WRITTEN TASK: Collect every line in the rows below that contains the string "suit", treating uppercase and lowercase letters as distinct.

------------------------------------------------------------------------

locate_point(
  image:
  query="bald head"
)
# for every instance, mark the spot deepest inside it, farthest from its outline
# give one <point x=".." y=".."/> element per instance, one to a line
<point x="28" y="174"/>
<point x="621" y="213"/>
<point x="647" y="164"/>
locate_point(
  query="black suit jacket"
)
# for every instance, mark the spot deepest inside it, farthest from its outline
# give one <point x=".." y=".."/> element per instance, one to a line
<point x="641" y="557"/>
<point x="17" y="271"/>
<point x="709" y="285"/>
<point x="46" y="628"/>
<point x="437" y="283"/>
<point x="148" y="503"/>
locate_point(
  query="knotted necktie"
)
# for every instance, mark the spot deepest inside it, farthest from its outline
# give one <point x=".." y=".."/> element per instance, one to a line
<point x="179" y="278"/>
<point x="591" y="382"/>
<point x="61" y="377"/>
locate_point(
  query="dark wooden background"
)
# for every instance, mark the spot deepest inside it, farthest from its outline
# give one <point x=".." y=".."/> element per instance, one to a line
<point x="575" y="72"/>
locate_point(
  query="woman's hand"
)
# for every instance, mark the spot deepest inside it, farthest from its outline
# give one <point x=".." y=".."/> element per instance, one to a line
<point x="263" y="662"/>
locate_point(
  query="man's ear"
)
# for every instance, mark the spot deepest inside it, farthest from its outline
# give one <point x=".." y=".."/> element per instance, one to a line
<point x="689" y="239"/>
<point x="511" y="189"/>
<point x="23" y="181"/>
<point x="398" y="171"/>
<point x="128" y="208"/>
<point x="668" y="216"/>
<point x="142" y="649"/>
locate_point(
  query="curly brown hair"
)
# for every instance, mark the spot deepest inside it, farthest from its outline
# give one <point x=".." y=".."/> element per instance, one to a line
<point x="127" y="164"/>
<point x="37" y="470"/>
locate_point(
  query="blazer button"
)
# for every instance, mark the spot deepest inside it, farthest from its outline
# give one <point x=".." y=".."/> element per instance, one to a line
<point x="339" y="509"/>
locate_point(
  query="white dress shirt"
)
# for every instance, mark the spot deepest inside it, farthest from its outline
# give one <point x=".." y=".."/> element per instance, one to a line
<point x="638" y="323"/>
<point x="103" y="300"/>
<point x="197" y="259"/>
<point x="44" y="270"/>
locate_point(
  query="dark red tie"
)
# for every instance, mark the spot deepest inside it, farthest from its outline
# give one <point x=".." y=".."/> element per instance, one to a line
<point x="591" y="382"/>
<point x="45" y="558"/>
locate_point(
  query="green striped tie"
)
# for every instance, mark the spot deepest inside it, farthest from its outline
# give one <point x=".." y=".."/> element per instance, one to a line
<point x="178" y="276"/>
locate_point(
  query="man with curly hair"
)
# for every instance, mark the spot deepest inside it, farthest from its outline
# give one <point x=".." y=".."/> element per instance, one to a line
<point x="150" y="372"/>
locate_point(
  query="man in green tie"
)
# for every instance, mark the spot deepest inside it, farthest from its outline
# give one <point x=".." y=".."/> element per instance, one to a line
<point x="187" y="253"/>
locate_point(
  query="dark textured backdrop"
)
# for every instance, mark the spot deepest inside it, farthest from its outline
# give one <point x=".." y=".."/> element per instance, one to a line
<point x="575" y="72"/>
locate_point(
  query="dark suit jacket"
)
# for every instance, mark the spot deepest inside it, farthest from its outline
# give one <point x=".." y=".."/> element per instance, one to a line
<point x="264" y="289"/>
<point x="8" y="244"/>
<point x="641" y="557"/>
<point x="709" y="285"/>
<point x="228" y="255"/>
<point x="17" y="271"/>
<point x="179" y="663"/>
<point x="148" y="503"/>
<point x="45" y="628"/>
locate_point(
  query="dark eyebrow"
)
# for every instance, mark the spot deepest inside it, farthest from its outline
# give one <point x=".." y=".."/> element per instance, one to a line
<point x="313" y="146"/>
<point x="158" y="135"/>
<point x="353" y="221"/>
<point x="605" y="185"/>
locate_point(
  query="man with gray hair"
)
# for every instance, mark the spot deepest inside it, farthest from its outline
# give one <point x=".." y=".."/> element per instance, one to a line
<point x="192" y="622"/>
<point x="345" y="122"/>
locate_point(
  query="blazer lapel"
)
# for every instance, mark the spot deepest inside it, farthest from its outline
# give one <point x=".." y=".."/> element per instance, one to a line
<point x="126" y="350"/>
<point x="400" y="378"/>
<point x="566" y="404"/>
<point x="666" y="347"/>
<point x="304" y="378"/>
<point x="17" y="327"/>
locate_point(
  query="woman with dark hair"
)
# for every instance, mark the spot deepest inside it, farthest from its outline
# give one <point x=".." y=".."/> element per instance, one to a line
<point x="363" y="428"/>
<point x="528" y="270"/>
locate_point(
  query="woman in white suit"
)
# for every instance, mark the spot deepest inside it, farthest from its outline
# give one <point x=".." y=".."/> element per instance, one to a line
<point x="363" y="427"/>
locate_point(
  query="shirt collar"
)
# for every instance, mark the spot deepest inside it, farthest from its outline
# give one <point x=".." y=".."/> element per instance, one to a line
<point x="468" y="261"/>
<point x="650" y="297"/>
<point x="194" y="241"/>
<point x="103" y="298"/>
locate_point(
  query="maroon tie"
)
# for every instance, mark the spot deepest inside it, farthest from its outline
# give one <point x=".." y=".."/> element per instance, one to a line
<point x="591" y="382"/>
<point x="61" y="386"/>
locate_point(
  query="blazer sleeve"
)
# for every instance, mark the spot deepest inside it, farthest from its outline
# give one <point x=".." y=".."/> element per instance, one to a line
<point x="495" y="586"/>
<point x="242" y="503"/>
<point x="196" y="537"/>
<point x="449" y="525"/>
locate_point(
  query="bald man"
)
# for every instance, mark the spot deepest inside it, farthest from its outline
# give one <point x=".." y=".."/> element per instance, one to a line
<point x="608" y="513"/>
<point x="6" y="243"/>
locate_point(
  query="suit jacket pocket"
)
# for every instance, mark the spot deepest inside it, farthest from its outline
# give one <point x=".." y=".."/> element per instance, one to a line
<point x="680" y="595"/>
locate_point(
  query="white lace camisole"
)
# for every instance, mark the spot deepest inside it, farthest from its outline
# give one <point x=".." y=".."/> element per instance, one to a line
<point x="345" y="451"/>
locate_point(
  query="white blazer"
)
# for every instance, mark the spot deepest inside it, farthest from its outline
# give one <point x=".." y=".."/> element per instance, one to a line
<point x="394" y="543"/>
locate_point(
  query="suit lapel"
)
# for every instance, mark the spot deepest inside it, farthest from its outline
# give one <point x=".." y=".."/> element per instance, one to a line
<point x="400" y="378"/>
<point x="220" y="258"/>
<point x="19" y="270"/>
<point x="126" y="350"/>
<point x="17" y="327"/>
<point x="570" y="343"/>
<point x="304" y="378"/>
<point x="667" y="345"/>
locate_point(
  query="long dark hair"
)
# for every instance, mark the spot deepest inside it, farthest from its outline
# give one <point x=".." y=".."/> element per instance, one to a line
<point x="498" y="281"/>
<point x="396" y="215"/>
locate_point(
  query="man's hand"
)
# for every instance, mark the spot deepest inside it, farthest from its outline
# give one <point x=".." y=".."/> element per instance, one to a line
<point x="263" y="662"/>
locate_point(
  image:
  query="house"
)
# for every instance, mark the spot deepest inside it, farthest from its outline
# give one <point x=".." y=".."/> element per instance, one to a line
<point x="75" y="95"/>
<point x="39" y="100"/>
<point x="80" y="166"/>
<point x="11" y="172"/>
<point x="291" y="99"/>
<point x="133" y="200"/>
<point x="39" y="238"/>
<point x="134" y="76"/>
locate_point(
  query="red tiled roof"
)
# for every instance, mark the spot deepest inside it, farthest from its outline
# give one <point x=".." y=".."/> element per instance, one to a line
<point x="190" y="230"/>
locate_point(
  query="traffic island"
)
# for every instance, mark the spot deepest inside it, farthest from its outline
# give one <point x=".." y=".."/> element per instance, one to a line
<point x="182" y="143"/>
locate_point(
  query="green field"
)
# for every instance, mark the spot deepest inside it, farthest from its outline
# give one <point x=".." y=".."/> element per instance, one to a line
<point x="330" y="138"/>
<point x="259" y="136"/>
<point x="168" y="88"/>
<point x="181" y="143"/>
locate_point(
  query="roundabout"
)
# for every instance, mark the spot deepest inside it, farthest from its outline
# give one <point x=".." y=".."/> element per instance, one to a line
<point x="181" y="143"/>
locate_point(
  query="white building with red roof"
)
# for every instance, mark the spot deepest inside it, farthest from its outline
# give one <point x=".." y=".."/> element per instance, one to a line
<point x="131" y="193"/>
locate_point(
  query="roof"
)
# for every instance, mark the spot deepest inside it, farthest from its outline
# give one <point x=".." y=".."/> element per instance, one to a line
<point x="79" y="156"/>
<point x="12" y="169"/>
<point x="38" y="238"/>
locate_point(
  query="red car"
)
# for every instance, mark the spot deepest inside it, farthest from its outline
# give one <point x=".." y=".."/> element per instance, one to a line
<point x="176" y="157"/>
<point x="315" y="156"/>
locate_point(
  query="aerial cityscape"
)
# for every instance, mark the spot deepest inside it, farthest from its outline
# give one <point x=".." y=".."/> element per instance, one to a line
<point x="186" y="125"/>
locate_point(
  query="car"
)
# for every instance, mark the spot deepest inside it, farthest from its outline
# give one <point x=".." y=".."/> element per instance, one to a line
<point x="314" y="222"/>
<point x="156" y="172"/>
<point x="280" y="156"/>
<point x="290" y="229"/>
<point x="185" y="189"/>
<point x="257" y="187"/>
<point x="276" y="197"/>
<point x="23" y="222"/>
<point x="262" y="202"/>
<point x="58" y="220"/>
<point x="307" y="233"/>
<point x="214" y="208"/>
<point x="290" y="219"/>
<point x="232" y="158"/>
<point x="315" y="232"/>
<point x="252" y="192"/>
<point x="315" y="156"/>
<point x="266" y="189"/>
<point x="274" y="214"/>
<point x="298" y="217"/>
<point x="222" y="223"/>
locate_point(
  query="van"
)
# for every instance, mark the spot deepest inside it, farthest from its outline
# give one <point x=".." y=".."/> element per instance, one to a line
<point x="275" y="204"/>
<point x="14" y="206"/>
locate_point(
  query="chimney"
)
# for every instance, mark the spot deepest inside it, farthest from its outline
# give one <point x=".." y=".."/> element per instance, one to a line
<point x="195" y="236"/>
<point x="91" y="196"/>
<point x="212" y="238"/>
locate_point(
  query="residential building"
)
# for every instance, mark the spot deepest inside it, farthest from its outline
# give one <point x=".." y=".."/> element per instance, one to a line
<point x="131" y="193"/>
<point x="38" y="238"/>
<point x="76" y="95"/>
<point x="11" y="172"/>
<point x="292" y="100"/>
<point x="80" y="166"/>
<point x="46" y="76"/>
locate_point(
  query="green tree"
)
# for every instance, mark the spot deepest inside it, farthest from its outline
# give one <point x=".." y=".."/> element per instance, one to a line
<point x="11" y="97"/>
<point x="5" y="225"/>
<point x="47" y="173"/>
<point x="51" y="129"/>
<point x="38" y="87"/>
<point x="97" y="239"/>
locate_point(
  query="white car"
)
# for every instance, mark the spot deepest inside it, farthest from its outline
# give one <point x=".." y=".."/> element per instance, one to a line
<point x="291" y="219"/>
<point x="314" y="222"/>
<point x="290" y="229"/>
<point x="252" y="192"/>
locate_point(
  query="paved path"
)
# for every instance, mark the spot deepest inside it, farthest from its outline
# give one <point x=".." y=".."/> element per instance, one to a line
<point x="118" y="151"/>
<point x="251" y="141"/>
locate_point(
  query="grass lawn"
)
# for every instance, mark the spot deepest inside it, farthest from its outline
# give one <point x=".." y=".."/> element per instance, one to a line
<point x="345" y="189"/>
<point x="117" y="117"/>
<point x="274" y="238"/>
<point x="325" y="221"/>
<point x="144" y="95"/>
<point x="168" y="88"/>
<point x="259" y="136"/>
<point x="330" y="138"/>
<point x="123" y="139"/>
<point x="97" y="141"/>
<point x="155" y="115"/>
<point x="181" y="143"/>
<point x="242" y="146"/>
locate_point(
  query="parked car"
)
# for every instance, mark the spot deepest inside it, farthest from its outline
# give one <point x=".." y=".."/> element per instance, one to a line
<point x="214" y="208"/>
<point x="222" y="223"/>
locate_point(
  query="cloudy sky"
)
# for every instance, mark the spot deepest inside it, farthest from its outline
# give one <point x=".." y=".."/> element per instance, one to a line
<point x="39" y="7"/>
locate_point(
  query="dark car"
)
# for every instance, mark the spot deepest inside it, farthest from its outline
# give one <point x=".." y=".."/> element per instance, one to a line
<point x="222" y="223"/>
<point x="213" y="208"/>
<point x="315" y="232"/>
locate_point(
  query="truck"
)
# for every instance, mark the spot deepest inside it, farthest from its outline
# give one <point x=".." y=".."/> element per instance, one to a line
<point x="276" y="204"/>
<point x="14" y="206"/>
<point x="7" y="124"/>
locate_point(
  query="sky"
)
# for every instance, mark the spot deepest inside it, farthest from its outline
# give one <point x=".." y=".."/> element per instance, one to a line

------------------------------------------------------------------------

OUTPUT BELOW:
  query="black suit jacket"
  query="dark suit jacket"
  query="woman in white suit"
  query="suit jacket pocket"
  query="suit lapel"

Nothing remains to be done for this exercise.